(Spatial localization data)

*** Block opens ***

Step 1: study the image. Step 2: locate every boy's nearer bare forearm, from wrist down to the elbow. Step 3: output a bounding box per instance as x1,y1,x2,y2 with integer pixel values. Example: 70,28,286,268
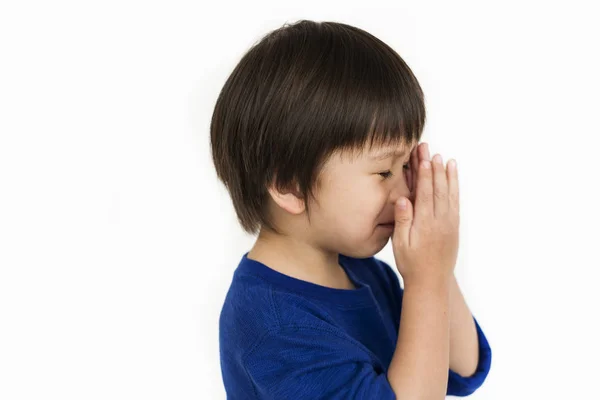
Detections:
387,281,450,400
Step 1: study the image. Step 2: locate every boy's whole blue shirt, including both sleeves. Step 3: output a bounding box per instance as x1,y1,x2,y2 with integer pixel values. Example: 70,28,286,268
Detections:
219,253,492,400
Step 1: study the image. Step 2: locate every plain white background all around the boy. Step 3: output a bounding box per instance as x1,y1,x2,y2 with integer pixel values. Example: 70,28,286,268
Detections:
0,0,600,400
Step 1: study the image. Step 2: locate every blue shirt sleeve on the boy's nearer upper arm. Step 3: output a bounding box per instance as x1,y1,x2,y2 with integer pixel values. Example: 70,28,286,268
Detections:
242,326,396,400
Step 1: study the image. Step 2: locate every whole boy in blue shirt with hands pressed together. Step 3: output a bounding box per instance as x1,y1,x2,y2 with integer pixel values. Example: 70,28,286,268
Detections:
211,20,491,400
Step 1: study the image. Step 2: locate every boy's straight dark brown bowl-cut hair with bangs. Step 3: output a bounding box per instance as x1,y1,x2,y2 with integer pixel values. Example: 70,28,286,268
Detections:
210,20,425,234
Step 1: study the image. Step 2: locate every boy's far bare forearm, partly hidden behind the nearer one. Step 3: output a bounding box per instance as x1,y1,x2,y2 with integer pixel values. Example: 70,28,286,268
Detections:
450,274,479,377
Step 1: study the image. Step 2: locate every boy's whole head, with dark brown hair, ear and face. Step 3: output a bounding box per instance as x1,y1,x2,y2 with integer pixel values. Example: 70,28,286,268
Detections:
210,20,425,257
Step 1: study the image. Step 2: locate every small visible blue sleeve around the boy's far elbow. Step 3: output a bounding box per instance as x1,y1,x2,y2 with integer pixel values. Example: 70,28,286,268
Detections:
447,317,492,397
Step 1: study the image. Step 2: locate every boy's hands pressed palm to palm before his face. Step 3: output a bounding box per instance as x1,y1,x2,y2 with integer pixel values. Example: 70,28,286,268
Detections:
392,143,459,283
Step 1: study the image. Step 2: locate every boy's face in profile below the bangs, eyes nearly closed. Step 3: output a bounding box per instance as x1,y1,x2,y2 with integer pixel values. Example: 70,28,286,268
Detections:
311,143,417,258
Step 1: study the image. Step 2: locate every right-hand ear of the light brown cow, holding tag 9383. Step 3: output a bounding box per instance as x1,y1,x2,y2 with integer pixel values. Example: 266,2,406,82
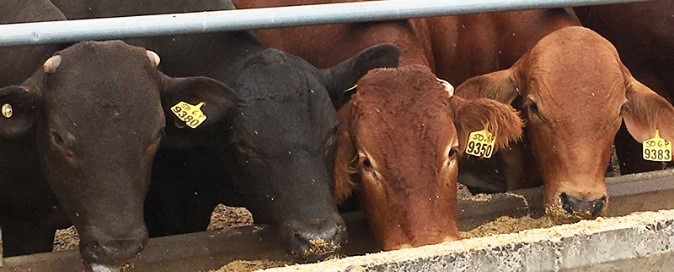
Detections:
621,76,674,143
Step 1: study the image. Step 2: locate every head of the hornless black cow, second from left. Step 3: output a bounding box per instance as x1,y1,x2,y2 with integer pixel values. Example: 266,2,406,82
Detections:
186,45,398,258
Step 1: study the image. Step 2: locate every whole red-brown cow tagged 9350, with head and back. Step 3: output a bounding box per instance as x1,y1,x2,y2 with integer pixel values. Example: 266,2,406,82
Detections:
235,0,522,250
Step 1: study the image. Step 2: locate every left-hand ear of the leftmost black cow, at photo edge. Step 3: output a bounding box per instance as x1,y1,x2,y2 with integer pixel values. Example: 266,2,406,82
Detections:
0,86,40,138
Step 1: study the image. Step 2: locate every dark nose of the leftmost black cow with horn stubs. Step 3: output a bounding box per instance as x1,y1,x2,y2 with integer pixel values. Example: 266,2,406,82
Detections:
80,227,148,266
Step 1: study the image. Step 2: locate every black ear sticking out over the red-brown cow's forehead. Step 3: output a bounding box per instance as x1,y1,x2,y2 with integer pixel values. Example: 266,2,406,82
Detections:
322,44,400,108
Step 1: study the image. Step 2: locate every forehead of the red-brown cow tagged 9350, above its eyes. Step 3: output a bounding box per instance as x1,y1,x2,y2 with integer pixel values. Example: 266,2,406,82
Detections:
352,67,456,163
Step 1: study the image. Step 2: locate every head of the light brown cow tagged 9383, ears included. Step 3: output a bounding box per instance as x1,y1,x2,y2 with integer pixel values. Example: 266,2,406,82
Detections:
457,27,674,222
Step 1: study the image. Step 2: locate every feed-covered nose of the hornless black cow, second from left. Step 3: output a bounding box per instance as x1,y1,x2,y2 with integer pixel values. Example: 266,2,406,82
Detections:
290,219,346,259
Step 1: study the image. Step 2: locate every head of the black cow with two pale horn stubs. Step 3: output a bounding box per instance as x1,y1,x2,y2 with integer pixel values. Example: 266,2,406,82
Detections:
0,41,232,267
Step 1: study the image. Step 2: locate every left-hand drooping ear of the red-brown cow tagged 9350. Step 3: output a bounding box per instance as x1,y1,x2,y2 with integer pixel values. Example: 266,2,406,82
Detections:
334,103,357,204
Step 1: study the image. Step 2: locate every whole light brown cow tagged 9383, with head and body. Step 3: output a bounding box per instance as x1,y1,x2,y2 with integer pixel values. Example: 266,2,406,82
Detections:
428,9,674,222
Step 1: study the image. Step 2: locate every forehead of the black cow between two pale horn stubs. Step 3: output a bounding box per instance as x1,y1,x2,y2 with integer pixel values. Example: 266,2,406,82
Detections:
43,42,162,133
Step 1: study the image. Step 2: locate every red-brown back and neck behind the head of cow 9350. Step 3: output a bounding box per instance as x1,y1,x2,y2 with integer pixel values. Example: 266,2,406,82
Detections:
233,0,433,68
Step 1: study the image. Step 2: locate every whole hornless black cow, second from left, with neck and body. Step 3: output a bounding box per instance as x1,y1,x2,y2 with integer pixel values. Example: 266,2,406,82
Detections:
54,0,399,258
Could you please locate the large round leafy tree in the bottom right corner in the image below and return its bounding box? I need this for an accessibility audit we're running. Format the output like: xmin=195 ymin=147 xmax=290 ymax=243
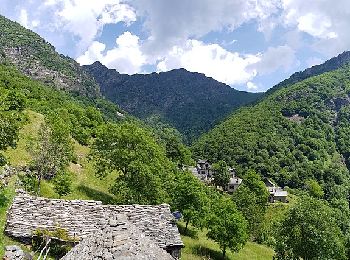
xmin=276 ymin=196 xmax=347 ymax=260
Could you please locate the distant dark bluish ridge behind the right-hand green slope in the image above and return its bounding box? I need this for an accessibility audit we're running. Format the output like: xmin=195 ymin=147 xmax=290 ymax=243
xmin=267 ymin=51 xmax=350 ymax=94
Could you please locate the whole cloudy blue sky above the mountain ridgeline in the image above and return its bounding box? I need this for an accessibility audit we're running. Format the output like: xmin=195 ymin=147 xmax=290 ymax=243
xmin=0 ymin=0 xmax=350 ymax=92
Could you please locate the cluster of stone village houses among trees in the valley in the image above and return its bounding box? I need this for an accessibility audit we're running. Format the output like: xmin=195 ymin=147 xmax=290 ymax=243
xmin=185 ymin=160 xmax=288 ymax=203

*** Block closes ***

▶ _WHAT IS REQUIRED_:
A single number is the answer: how many lines in the records above contain the word "hands".

▶ _WRITTEN RESPONSE_:
2